[Items stored from a collection]
◆ ◆ ◆ ◆ ◆
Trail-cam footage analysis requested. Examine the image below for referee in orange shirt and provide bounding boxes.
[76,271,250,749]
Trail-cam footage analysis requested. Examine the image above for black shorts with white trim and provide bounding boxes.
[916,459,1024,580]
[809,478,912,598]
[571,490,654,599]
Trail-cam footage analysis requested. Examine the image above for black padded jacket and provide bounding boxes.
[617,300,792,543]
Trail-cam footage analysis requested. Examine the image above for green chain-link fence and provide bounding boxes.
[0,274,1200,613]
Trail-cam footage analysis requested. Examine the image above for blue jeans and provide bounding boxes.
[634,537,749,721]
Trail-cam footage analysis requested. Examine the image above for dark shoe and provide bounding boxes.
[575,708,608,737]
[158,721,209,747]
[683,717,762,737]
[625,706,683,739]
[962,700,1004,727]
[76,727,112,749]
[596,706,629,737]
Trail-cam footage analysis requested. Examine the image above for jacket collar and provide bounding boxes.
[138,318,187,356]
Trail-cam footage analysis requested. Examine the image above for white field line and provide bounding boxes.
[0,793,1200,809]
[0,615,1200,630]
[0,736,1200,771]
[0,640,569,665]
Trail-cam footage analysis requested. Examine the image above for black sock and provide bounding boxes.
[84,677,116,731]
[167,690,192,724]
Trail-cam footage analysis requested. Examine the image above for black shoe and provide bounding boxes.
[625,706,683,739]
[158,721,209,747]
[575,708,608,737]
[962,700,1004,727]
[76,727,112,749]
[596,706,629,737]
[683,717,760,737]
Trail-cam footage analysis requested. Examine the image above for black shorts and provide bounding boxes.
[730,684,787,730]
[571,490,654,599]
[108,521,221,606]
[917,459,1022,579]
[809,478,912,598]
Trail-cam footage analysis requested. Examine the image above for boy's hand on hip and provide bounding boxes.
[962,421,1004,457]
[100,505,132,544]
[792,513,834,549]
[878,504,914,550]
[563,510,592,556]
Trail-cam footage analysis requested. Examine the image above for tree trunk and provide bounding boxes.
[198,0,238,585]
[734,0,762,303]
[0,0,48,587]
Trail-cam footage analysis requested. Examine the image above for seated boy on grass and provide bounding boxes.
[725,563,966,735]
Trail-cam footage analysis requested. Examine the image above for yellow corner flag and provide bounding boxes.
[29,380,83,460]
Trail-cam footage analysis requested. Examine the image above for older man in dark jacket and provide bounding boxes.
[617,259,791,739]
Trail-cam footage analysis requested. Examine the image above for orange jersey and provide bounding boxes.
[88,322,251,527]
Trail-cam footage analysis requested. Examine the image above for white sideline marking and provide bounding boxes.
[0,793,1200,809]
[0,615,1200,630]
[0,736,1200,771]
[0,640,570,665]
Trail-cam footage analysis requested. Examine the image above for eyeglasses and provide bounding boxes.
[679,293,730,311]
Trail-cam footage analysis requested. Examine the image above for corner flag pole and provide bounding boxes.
◆ ◆ ◆ ◆ ◆
# Task requirements
Filter the rows above down to each line that contains the word "orange", copying those lines unchanged.

# Finished answer
Trail-cam footage analysis requested. Examine the image below for referee in orange shirt and provide bounding boxes.
Trail-cam footage analysis requested. Examine the image above for orange jersey and provide bounding boxes.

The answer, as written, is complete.